TASK TO CARRY OUT - Swap "nettle plant" for "stinging nettle" in the lines running from the one containing "Mark every instance of the nettle" through the one containing "pixel 19 175", keeping everything else the same. Return only those lines.

(Entries from a dataset)
-=-=-
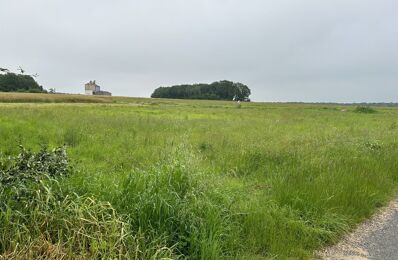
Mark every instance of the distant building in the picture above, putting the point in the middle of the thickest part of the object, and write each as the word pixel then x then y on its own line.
pixel 92 88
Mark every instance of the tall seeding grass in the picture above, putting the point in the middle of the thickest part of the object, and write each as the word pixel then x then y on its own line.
pixel 163 212
pixel 189 180
pixel 41 219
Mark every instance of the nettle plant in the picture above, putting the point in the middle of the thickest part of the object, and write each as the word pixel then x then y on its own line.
pixel 19 175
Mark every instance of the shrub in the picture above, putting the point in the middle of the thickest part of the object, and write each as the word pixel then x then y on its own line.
pixel 40 219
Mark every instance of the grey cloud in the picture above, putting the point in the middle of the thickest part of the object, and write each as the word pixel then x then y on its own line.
pixel 284 50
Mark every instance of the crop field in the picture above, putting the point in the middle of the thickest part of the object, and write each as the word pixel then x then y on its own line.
pixel 151 178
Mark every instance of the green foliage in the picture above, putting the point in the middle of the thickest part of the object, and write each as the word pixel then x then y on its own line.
pixel 170 201
pixel 12 82
pixel 39 219
pixel 364 109
pixel 220 90
pixel 201 179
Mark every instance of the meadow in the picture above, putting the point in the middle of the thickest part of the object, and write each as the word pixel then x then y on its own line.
pixel 151 178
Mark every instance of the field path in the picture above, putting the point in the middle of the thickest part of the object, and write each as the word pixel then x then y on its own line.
-=-=-
FINISHED EXERCISE -
Mark every instance of the stinging nettle in the picture above, putting the point in the middle of the thickest part of the object, and write each as the word pixel then x then y on its own line.
pixel 19 175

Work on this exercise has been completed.